(Labeling entries for object positions)

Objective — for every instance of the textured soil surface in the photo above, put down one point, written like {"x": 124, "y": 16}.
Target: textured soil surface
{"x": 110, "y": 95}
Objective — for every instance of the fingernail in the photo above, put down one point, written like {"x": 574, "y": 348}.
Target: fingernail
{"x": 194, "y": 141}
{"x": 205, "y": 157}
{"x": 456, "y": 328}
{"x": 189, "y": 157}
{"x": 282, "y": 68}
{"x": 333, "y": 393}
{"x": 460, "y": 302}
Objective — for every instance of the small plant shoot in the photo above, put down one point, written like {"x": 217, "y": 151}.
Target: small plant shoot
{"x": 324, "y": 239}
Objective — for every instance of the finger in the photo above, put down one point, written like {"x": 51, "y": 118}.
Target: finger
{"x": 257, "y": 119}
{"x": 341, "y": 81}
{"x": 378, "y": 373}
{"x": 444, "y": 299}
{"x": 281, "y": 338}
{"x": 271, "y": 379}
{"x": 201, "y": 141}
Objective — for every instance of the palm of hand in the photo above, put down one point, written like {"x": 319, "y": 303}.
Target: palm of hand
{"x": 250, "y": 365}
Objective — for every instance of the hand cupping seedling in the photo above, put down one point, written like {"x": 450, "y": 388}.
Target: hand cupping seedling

▶ SHORT TASK
Copy the entire listing above word for word, without any changes.

▶ COMPLETED TASK
Objective — for every instance of the textured soil surface in the photo above, put down one point, written like {"x": 124, "y": 16}.
Target: textured soil surface
{"x": 110, "y": 95}
Objective — for every instance of the fingernail in the photo above, put down one point, written like {"x": 574, "y": 348}.
Target: fingernail
{"x": 194, "y": 141}
{"x": 205, "y": 157}
{"x": 456, "y": 328}
{"x": 189, "y": 157}
{"x": 282, "y": 68}
{"x": 333, "y": 393}
{"x": 460, "y": 302}
Objective — for every instance of the small plant shoot in the photo above, put down one point, written like {"x": 217, "y": 151}.
Target: small plant shoot
{"x": 324, "y": 239}
Objective — for every instance of the finger in the photo above, put down one point, written like {"x": 51, "y": 118}.
Target: finger
{"x": 257, "y": 119}
{"x": 341, "y": 81}
{"x": 378, "y": 373}
{"x": 444, "y": 299}
{"x": 281, "y": 338}
{"x": 271, "y": 379}
{"x": 201, "y": 141}
Objective — for every instance of the palm of hand in the photo above, put down one point, written like {"x": 319, "y": 303}.
Target: palm of hand
{"x": 250, "y": 365}
Objective — for every instance of the hand cupping seedling in the photo above, put down one point, written like {"x": 450, "y": 388}.
Target: hand cupping seedling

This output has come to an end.